Using the page below on challenging criminal intent, answer these questions:
1. If you are under investigation, what nature do you want the investigation to keep?
2. What two categories of defenses against the government's evidence of intent are named?
3. When the government rests its case, what two things can a defendant move for?

Excerpted text:

## BEGIN

How Can You Convince the Federal Government that You Did Not Have Criminal “Intent”?
Whether you are currently the subject of a federal investigation or you have been indicted on federal criminal charges, a key component of your defense strategy is likely to focus on challenging the government’s evidence of criminal “intent.” If you are under investigation, you want to keep the investigation civil in nature, and this means convincing the government’s attorneys that they would not be able to prove intent if they were to attempt to prosecute a criminal case in federal district court. If you are already being prosecuted, then finding a way to challenge the government’s evidence of criminal intent could mean the difference between going home and facing federal prison time as the result of a “guilty” verdict at trial.
So, now you know why you need to convince the government that you did not have criminal intent. But, how do you do so?
7 Ways to Challenge the Element of “Intent” in a Federal Investigation or Criminal Case
Depending on the circumstances involved in any particular case, there could potentially be a variety of different ways to challenge the element of criminal “intent” when you are being targeted for federal prosecution. In order to determine which strategy (or strategies) are available in your case, you will need to discuss the facts of your case with an experienced federal criminal defense attorney. The question of intent is highly fact-specific, and it is necessary to identify the specific statute (or statutes) under which you are being targeted as well. Not until you have a complete picture of the relevant facts and the relevant law can you make a strategic decision about how to defend yourself against the government’s allegations.
As with other types of defenses, when challenging the government’s evidence of intent, there are two categories of potential defenses: substantive and procedural. A substantive defense is one that attacks the government’s case on the merits (i.e. the government’s evidence is inadequate to prove criminal intent beyond a reasonable doubt). A procedural defense is one that relies on court rules, statutory language, or constitutional protections to exclude evidence that would otherwise help prove the government’s case. Here are seven examples of substantive and procedural defenses that can be used to challenge the government’s evidence of intent with the goal of either (i) terminating an investigation without criminal charges being filed, (ii) securing a favorable pre-trial resolution during a federal criminal case, or (iii) obtaining a “not guilty” verdict in court:
1. The Government’s Evidence is Incomplete.
In order to obtain a conviction in a criminal case, the government’s attorneys must prove the defendant’s guilt, “beyond a reasonable doubt.” As a defendant, when the government rests its case, you have the option to immediately move for a “directed verdict” or a “judgment as a matter of law.” If the government’s evidence is insufficient to establish all elements of the alleged crime(s) beyond a reasonable doubt, then it has not met its burden of proof, and you should not be forced to defend yourself in order to avoid a conviction.
Taking a step back, showing federal prosecutors that their evidence of intent is lacking can also be an effective defense strategy for avoiding criminal charges during an investigation. The purpose of the investigation is to uncover the evidence necessary to pursue charges, but the government cannot always get there. By intervening in the investigation and exposing shortcomings in the government’s case, you (or your attorney) may be able to keep the case civil in nature – if not avoid charges entirely.

## END

Extracted data:
## BEGIN

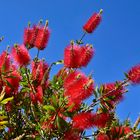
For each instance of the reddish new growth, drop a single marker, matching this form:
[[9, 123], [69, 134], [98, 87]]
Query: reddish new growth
[[93, 22], [21, 55], [37, 36], [78, 87], [134, 74], [76, 56], [5, 61], [38, 70], [111, 94]]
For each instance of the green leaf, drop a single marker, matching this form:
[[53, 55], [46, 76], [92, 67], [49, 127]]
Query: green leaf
[[3, 122], [5, 101], [49, 108]]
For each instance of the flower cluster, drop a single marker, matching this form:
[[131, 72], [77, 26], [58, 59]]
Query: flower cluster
[[37, 36]]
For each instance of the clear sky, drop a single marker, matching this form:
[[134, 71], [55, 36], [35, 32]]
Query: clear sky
[[116, 40]]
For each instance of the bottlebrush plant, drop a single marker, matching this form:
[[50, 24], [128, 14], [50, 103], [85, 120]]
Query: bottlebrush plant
[[35, 106]]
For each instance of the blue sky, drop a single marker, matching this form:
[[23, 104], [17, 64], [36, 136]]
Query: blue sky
[[116, 40]]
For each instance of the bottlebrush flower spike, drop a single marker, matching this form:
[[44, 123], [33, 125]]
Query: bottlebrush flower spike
[[12, 83], [21, 55], [80, 88], [39, 94], [83, 120], [29, 36], [5, 61], [100, 120], [93, 22], [72, 56], [133, 74], [42, 36], [38, 70], [87, 53]]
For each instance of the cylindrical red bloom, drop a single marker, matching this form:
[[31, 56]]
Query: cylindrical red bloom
[[42, 37], [83, 120], [79, 87], [12, 82], [101, 136], [21, 55], [5, 62], [28, 37], [38, 70], [92, 23], [38, 96], [72, 56], [100, 120], [134, 74], [87, 53]]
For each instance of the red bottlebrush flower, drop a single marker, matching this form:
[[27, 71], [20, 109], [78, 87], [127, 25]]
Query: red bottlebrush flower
[[72, 135], [38, 70], [86, 55], [28, 37], [72, 54], [83, 120], [42, 37], [21, 55], [5, 62], [134, 74], [39, 94], [62, 73], [79, 87], [71, 78], [12, 82], [101, 136], [113, 94], [8, 107], [93, 22], [33, 98]]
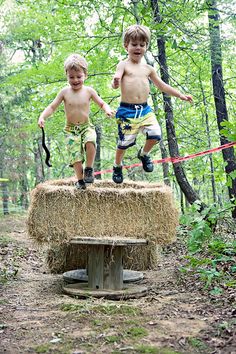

## END

Answer in full:
1. Civil.
2. Substantive and procedural.
3. A "directed verdict" or a "judgment as a matter of law."